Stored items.

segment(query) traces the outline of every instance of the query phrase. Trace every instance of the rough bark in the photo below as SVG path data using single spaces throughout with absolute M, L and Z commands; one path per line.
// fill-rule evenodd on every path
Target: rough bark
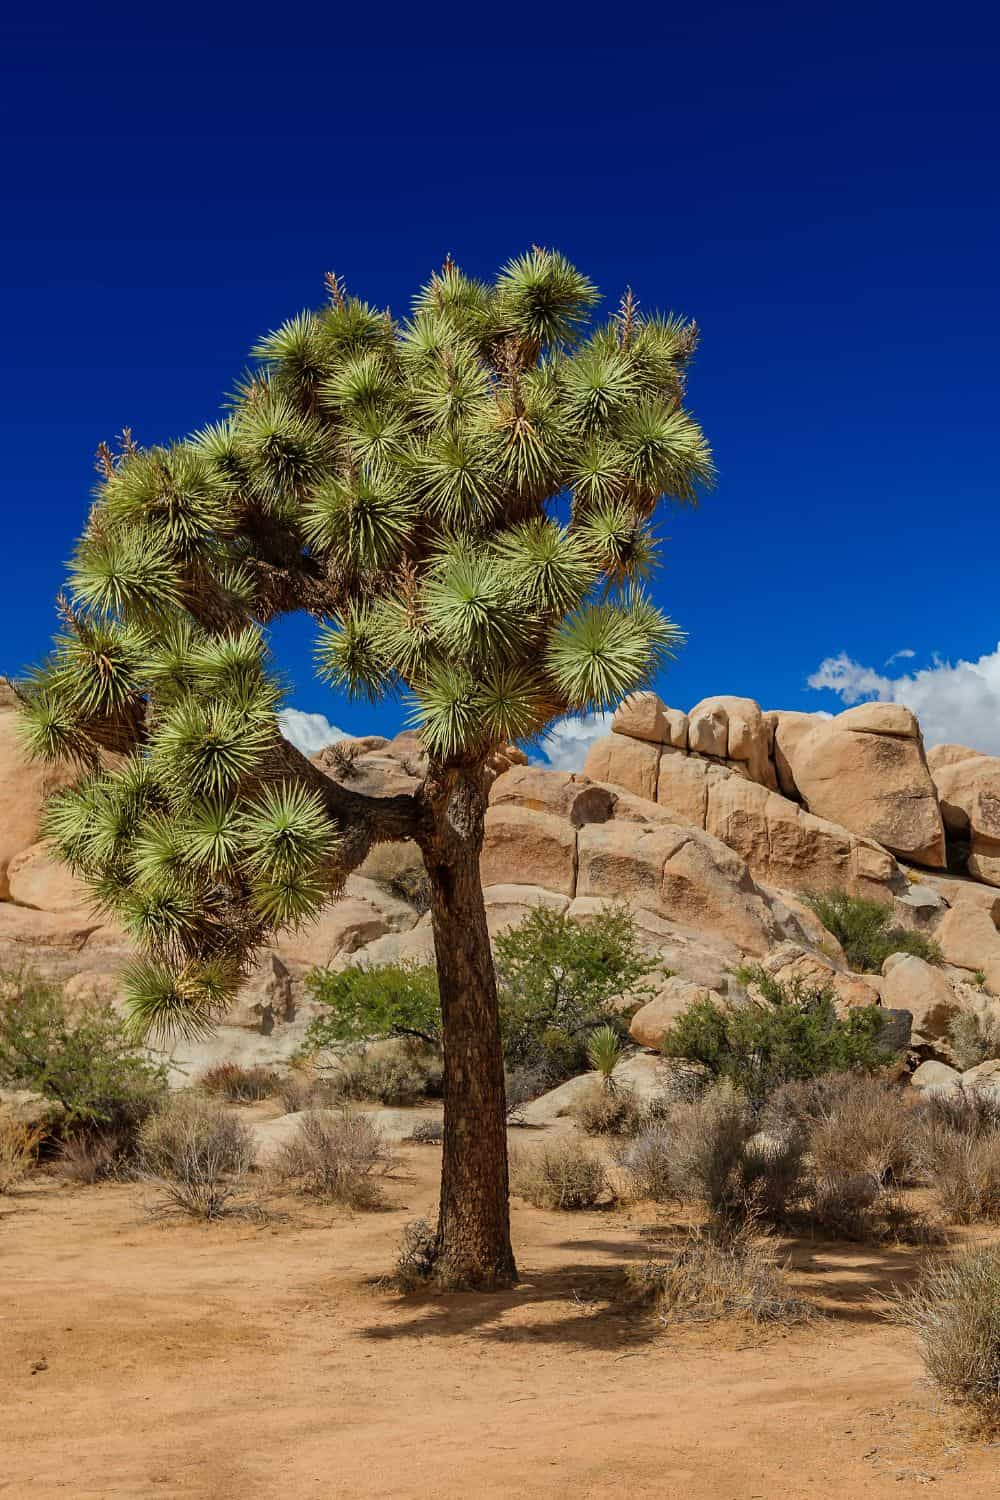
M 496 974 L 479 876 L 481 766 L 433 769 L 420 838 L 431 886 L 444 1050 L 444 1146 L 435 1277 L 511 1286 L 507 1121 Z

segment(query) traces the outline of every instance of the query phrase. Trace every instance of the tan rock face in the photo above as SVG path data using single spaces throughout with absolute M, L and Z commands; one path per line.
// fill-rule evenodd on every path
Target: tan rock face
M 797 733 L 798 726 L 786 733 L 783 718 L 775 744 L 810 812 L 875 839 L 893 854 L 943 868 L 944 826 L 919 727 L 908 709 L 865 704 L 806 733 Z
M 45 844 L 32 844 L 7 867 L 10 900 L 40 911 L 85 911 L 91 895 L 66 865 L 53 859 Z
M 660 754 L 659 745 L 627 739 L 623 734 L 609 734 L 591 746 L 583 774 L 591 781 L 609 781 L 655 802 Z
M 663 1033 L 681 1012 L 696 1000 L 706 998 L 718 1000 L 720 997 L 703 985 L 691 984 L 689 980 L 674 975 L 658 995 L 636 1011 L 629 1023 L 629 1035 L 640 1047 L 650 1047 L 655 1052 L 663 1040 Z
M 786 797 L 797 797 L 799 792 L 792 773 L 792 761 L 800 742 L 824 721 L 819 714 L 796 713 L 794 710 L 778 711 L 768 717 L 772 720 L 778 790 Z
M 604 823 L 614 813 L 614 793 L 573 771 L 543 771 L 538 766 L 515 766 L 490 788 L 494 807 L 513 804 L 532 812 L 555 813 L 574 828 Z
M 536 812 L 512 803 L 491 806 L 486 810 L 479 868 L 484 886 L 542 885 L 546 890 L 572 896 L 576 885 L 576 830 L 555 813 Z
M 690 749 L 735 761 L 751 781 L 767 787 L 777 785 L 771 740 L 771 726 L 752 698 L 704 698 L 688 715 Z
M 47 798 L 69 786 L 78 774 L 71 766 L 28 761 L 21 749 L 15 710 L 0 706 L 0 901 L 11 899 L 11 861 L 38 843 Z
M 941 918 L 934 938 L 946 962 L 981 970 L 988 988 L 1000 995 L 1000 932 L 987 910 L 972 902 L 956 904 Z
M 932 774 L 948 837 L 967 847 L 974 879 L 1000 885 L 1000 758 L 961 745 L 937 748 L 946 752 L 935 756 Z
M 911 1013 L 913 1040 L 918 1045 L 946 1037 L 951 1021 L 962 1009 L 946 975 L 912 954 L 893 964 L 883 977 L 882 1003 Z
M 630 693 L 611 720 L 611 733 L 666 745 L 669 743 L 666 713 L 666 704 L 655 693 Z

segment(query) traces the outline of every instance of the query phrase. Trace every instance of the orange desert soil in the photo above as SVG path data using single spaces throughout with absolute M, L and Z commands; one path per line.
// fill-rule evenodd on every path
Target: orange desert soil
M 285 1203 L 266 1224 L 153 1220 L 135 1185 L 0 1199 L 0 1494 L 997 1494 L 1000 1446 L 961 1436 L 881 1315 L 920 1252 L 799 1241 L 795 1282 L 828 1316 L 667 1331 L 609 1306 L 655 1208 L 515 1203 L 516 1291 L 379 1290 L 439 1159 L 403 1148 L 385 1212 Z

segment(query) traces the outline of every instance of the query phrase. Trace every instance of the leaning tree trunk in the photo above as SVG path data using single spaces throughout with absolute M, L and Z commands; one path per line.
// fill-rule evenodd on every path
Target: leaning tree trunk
* * *
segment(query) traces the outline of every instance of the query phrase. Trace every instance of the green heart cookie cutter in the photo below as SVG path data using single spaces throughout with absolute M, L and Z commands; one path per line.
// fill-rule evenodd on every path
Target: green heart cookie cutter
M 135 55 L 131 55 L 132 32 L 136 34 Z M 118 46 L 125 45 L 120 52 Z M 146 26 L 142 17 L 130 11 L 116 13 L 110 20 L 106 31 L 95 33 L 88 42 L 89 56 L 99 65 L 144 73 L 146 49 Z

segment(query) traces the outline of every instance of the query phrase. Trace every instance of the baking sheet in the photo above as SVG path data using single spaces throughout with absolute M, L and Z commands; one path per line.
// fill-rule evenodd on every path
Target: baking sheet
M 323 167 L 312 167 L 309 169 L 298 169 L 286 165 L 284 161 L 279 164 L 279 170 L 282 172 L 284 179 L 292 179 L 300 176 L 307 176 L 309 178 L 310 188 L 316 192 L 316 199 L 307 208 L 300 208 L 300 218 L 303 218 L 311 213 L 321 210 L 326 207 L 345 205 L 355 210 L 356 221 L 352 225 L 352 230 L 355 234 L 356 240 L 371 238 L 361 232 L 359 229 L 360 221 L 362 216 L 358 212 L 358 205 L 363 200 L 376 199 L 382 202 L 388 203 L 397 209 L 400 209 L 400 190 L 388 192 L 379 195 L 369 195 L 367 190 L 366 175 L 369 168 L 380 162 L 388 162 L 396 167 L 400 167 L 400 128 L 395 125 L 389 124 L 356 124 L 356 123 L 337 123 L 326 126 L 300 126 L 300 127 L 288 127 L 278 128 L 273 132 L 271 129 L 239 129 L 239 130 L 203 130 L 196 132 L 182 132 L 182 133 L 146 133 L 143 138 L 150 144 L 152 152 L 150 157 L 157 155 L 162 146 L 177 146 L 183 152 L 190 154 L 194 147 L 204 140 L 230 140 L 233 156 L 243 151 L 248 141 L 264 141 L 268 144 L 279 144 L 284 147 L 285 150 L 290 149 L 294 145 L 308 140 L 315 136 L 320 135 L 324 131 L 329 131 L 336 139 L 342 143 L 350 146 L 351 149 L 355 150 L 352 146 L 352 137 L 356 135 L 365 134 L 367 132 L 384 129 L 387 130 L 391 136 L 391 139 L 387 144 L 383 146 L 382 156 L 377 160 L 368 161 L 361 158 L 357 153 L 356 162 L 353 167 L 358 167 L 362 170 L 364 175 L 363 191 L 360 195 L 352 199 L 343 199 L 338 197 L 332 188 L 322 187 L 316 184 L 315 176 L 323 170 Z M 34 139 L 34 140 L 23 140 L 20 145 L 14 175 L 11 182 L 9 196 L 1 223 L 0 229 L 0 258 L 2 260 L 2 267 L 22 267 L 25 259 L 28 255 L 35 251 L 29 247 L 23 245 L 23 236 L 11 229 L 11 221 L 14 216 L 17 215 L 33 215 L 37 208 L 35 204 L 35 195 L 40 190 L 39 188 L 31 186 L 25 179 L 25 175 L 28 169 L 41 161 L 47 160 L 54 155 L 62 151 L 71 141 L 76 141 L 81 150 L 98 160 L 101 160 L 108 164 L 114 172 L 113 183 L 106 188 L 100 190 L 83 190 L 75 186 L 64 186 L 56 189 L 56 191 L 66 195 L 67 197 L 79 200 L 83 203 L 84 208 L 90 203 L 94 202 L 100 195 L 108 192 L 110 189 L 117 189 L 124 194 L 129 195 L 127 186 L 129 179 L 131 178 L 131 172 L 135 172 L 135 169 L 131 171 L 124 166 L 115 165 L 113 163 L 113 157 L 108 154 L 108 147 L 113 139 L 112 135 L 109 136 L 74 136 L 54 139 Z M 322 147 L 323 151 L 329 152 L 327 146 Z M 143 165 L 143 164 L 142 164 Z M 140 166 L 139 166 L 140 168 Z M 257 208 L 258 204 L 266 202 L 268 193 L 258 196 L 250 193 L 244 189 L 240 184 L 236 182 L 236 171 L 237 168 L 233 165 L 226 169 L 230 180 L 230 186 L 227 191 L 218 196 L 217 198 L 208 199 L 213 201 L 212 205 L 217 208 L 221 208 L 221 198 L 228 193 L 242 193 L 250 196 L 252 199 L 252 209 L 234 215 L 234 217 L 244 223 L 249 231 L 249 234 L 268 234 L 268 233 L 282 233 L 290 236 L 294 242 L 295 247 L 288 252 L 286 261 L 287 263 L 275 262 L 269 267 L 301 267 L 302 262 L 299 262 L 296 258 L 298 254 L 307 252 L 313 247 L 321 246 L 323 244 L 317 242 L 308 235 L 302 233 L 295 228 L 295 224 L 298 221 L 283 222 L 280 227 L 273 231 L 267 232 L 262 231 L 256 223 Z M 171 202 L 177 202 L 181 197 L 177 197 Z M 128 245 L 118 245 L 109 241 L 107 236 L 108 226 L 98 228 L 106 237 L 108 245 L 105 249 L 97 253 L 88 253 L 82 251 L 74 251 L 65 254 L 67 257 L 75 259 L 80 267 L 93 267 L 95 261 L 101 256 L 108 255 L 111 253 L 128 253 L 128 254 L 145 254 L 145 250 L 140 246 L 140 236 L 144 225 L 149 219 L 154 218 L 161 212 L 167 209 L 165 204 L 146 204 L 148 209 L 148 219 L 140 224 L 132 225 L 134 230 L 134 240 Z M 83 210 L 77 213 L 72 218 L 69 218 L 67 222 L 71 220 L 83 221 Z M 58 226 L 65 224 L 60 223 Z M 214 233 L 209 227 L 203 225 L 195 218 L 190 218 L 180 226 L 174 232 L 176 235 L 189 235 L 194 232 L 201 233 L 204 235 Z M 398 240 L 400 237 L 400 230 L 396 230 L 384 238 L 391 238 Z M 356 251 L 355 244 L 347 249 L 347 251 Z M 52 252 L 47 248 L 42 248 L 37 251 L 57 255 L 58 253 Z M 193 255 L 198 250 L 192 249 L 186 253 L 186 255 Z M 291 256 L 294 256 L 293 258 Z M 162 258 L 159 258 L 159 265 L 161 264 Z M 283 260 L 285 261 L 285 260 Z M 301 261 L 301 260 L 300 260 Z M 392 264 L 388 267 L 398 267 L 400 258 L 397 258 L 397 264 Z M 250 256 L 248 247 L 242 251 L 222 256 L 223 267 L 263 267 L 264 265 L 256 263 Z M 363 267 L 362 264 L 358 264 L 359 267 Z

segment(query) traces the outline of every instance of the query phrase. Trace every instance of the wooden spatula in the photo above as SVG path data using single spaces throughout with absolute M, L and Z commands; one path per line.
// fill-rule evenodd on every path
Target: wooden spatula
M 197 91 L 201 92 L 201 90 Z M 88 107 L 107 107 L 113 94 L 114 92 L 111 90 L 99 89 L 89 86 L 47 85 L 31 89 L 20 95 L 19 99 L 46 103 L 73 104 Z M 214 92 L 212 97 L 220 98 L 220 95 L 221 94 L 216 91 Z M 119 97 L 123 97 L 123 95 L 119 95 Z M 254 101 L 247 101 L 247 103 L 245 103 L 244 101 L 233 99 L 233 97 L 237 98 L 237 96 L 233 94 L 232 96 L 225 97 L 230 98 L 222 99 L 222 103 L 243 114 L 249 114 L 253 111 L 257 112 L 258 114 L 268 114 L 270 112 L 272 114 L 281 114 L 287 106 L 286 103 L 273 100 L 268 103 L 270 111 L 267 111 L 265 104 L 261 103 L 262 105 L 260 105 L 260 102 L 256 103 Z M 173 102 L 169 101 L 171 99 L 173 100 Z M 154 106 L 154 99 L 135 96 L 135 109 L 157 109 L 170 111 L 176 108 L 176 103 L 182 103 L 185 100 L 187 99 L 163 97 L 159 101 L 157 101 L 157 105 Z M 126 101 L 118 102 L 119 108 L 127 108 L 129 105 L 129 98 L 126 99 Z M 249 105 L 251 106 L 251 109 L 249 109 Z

Exercise prompt.
Please write out, exactly as they appear above, only the lines in the stretch from the line with "Target: orange desert soil" through the line with "Target: leaning tree trunk".

Task output.
Target: orange desert soil
M 285 1203 L 266 1224 L 153 1220 L 135 1185 L 0 1199 L 0 1494 L 997 1494 L 1000 1446 L 961 1436 L 881 1315 L 920 1252 L 799 1241 L 795 1282 L 828 1316 L 667 1331 L 609 1306 L 655 1208 L 515 1203 L 516 1291 L 379 1290 L 439 1159 L 403 1148 L 385 1212 Z

segment(query) traces the outline of every instance of the query phrase. Trace every instance of the leaning tree trunk in the photo above as SVG path data using single spaces throughout with absolute M, L and Z commands; one path per line.
// fill-rule evenodd on every path
Target: leaning tree trunk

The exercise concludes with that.